Mar 28, 2023

🏀 Fittingly, an atypical Final Four group follows a most unusual March Madness

Posted Mar 28, 2023 6:03 AM

HOUSTON, Texas—A startling Connecticut show of force. A Florida Atlantic ride that hardly anybody saw coming. A foul that sent San Diego State to the Final Four and will live in Creighton infamy. An astonishing rally from 13 points down by a Miami team without a single 3-pointer in the second half.

Can it get any weirder in college basketball this season? Well, there’s still another week.

A most irregular season has given birth to a most unconventional Final Four, intriguing because of not only who will show up in Houston, but who won’t.
::::
> What is asked
Copy the part of the basketball article that opens with the words containing "Can it get any" and closes with "but who won’t.".

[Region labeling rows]
::::
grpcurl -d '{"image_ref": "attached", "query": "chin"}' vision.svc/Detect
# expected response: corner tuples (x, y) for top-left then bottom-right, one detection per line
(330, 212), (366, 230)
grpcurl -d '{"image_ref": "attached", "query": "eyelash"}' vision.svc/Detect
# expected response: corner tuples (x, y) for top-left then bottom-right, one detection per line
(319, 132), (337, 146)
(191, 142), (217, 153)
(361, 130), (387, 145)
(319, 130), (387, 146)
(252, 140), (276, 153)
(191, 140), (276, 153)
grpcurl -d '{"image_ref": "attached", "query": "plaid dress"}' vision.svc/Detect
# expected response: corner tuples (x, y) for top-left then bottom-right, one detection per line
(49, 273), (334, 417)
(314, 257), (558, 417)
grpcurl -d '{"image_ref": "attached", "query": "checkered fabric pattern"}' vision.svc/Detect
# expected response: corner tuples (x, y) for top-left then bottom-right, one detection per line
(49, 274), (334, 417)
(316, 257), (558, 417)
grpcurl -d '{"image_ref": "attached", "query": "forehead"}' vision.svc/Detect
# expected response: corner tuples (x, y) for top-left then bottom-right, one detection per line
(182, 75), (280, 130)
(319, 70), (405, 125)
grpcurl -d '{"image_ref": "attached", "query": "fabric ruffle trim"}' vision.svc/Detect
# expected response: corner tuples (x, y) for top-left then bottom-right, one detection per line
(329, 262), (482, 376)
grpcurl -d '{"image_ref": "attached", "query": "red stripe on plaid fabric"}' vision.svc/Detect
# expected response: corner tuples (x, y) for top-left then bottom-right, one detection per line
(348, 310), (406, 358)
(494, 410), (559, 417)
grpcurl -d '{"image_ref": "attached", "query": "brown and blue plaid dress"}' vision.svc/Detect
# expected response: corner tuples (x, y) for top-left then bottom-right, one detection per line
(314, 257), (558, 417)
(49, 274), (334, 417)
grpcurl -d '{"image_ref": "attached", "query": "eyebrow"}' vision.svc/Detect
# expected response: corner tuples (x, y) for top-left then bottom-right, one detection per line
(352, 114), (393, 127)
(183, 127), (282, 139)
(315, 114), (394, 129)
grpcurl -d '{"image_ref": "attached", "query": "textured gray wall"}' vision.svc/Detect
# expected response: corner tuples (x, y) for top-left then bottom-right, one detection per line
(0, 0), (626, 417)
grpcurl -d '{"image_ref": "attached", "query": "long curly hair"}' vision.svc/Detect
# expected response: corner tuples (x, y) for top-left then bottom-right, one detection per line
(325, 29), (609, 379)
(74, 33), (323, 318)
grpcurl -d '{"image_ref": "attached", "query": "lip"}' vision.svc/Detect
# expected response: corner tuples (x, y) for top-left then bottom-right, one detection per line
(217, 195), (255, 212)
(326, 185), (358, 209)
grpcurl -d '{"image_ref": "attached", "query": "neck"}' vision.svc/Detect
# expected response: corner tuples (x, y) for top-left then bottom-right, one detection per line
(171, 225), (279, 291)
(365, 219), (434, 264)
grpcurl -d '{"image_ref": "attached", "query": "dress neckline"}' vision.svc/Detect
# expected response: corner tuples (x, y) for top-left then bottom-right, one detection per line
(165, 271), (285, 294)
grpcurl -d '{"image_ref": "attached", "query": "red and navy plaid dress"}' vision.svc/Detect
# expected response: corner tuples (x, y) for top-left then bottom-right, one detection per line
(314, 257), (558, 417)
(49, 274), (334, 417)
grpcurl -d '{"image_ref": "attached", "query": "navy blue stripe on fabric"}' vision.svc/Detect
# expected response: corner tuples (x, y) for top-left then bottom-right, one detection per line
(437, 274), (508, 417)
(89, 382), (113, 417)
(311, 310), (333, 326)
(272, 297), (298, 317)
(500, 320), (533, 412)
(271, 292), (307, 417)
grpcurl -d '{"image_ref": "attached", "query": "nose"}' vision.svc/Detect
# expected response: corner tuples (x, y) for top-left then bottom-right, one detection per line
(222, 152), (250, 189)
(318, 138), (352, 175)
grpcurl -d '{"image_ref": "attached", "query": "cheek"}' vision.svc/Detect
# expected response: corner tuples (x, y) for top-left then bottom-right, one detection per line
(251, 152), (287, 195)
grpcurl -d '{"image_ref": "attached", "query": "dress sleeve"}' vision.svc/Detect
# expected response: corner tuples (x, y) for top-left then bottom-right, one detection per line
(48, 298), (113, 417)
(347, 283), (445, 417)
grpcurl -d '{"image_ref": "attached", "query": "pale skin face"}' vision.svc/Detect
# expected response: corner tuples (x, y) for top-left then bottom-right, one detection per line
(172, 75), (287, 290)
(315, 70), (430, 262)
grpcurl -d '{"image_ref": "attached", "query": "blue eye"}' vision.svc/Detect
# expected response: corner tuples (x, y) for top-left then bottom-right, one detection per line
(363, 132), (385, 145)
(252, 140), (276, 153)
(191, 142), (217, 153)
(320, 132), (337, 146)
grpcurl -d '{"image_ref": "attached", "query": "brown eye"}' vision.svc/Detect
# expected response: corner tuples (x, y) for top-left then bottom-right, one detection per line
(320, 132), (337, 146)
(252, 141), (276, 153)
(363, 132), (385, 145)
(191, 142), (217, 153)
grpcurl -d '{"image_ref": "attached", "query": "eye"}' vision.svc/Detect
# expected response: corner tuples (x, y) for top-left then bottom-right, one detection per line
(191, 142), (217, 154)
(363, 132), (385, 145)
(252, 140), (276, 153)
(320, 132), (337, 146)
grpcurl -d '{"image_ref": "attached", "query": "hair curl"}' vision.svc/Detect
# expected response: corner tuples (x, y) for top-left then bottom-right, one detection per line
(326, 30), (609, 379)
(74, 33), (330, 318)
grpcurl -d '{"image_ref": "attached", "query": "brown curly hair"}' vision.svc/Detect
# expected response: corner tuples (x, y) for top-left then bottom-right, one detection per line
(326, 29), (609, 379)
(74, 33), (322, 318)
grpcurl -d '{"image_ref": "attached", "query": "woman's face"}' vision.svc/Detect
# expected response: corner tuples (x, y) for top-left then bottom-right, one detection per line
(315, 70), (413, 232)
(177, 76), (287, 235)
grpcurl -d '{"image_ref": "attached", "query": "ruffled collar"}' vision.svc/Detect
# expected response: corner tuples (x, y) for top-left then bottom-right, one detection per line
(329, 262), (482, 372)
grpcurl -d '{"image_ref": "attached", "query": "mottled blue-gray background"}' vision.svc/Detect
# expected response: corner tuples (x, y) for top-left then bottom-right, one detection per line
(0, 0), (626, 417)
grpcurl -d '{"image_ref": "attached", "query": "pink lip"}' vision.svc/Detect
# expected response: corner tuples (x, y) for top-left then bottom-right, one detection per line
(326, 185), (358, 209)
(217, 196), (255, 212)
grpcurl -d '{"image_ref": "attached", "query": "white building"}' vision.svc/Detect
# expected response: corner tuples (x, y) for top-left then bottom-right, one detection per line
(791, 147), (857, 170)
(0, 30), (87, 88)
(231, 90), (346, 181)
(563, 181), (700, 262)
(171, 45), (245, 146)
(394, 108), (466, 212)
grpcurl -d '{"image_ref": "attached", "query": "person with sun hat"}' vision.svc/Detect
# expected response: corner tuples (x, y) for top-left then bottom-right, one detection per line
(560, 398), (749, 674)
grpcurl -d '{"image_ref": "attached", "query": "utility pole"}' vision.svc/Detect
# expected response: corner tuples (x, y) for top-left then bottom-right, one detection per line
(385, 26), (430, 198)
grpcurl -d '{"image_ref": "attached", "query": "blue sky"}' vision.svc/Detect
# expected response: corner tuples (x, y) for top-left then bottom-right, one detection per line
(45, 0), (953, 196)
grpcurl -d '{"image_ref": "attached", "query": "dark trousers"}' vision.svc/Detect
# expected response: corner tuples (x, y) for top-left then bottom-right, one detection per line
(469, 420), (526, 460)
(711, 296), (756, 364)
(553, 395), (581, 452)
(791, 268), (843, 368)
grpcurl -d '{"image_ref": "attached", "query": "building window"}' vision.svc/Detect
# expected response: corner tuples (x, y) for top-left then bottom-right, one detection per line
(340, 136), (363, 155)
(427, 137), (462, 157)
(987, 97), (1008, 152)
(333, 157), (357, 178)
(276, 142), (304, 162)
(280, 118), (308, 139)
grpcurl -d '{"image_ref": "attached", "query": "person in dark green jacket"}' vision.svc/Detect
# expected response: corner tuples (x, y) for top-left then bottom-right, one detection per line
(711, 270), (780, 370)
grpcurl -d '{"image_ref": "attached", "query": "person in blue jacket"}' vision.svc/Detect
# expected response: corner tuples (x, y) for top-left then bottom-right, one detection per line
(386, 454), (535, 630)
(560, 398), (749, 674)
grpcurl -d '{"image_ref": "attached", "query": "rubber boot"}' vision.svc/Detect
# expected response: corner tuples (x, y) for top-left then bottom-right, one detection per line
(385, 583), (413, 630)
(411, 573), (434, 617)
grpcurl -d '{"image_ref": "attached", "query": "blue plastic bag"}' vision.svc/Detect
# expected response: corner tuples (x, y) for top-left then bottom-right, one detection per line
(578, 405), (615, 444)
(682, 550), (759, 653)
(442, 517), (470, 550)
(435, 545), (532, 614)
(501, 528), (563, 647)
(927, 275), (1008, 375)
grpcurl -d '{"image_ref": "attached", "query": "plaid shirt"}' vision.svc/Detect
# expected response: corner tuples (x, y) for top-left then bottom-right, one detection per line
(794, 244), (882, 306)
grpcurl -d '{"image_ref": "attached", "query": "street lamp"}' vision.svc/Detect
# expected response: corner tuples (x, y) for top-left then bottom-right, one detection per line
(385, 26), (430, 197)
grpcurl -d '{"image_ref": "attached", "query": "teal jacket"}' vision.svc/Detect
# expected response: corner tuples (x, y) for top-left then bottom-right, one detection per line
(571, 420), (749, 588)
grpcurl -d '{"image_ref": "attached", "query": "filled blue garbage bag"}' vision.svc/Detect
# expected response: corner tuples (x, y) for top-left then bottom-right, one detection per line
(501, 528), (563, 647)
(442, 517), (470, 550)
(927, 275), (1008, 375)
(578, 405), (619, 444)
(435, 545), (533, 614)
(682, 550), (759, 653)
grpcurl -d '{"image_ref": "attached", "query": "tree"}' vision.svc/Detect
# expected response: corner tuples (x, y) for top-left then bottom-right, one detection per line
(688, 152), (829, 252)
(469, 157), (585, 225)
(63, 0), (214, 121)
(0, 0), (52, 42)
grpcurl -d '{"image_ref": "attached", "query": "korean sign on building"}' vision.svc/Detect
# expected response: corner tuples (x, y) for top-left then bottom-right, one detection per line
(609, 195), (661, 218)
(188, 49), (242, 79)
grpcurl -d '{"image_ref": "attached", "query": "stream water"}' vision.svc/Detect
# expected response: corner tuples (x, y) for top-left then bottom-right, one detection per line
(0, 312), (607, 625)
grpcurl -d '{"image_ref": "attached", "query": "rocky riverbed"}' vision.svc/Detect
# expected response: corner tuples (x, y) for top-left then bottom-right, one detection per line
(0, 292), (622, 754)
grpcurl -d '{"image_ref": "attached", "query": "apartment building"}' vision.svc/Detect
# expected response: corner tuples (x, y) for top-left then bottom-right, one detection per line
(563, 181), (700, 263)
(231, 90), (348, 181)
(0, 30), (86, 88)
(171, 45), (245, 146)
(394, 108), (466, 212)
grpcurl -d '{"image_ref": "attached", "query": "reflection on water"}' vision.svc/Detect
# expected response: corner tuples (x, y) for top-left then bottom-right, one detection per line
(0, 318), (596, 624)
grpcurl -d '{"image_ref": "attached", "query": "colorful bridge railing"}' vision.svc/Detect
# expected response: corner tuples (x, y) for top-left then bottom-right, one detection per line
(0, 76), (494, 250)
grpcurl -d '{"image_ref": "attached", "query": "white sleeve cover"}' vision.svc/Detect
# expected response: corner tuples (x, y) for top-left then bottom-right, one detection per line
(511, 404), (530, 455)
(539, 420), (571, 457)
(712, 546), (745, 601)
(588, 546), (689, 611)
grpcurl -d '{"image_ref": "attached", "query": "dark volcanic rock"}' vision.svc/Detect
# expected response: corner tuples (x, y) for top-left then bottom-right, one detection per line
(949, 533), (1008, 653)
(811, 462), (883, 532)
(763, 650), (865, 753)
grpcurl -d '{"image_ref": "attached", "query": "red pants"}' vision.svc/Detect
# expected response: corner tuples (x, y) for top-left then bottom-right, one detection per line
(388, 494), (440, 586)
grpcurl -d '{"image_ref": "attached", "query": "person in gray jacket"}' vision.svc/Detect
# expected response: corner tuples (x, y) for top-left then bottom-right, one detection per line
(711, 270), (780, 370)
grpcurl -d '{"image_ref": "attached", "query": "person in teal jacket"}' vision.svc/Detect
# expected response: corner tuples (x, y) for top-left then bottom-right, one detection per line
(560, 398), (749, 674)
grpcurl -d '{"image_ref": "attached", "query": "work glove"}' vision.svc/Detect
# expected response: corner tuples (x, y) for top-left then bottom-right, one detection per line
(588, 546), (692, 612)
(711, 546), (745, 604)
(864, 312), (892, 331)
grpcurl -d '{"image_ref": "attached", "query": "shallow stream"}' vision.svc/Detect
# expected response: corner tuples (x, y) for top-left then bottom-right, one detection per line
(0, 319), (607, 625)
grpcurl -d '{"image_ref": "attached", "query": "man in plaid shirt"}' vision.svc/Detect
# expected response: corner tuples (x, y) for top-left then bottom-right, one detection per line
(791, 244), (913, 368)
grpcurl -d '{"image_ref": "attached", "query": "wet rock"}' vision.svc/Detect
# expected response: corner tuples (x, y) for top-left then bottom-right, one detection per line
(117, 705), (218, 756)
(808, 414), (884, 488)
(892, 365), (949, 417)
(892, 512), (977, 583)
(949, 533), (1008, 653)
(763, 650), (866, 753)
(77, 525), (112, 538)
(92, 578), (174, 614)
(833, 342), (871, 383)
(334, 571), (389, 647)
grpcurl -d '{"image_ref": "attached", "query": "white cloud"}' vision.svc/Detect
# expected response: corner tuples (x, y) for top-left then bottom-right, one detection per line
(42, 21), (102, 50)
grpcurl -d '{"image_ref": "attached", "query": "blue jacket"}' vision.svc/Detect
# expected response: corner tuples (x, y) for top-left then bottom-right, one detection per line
::::
> Finished task
Can it get any weirder in college basketball this season? Well, there’s still another week.

A most irregular season has given birth to a most unconventional Final Four, intriguing because of not only who will show up in Houston, but who won’t.